Provided text START
There are a few limitations to this study that affect the application of entropy-based methods to COP. (1) The differences between the participant groups (Table 1) with respect to gender, height, weight, and BMI distributions may have influenced the results. (2) We acknowledge that there are many possible combinations of IMFs with different variables for entropy-based analyses. Investigating a wider range of IMF combinations, and the effects of the combinations selected in this study, require further investigation. (3) The meaning of each IMF is currently unclear, and further research is needed to explore this.

In this paper, we used a basic EMD method to decompose nonstationary COP signals into IMFs, and then combined them using a trial-and-error approach to assess postural stability using MSE and MMSE analyses. In future research, we plan to analyze additional EMD methods. Recent studies have suggested that the original EMD method is prone to mode mixing and mode splitting; methods for stabilizing EMD include noise-assisted MEMD [48] or using MEMD instead of EMD [49,50]. The next stage in this investigatory process is therefore to try to verify the effects of treatment of flatfooted individuals using more-developed EMD and entropy-based methods to deepen the analysis of postural stability using COP signals. There are also other types of postural stability assessments that can be used. These COP-based measurements are a simple and effective means of assessing subtle changes in postural stability, which should be utilized in clinical practice in combination with various strategies for alleviating the symptoms of flatfoot.
Provided text END
Task set |
1 > Print the stretch of the postural stability passage from "There are a few" through "to explore this.".
2 > Proceed with the postural stability passage, picking up right after its final sentence.
Input data START
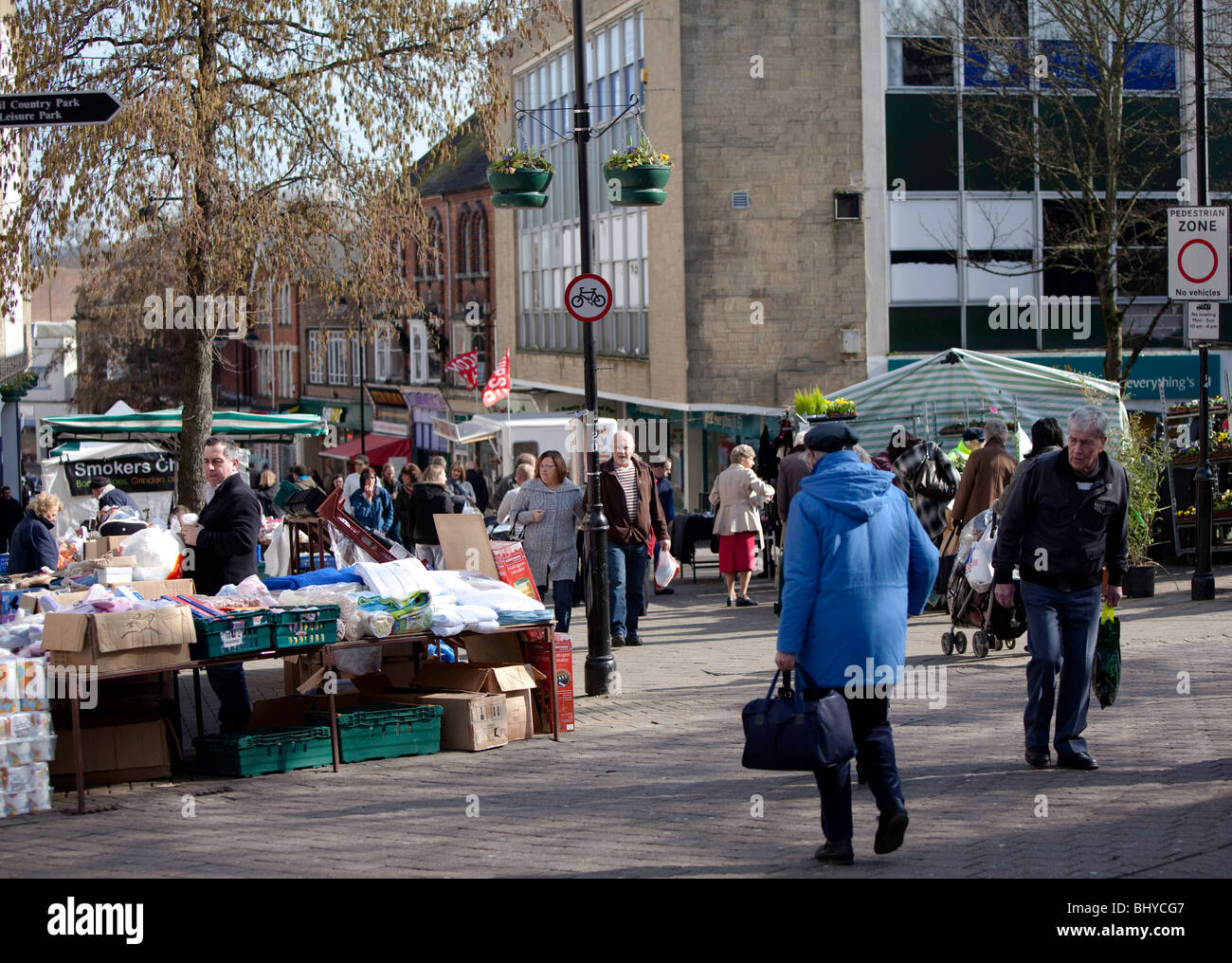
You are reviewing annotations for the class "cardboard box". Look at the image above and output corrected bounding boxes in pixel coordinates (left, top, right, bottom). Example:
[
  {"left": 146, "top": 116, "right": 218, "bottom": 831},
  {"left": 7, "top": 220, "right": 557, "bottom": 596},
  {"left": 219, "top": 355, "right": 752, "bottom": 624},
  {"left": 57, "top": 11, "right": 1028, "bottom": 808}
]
Input data END
Responses per task |
1 >
There are a few limitations to this study that affect the application of entropy-based methods to COP. (1) The differences between the participant groups (Table 1) with respect to gender, height, weight, and BMI distributions may have influenced the results. (2) We acknowledge that there are many possible combinations of IMFs with different variables for entropy-based analyses. Investigating a wider range of IMF combinations, and the effects of the combinations selected in this study, require further investigation. (3) The meaning of each IMF is currently unclear, and further research is needed to explore this.

2 >
5. Conclusions

The proposed entropy-based measures exhibited a clear ability to distinguish between flatfooted and normal individuals in terms of postural stability, under both eyes closed and eyes open conditions. In particular, the lower frequencies of the decomposed dynamic-sway COP time-series data collected during quiet standing facilitated the detection of differences in the ML direction.

In the future, we hope to develop strategies to improve the postural stability of flatfooted people. Analysis of entropy-based measures may help clinicians to identify useful strategies in physical exercise, podiatry, orthotics, splints, or shoe modifications, to improve the symptoms of geriatric foot deformities. The results of these studies may also provide directions for clinical interventions that may be effective in improving postural control in individuals with other types of abnormal foot structures.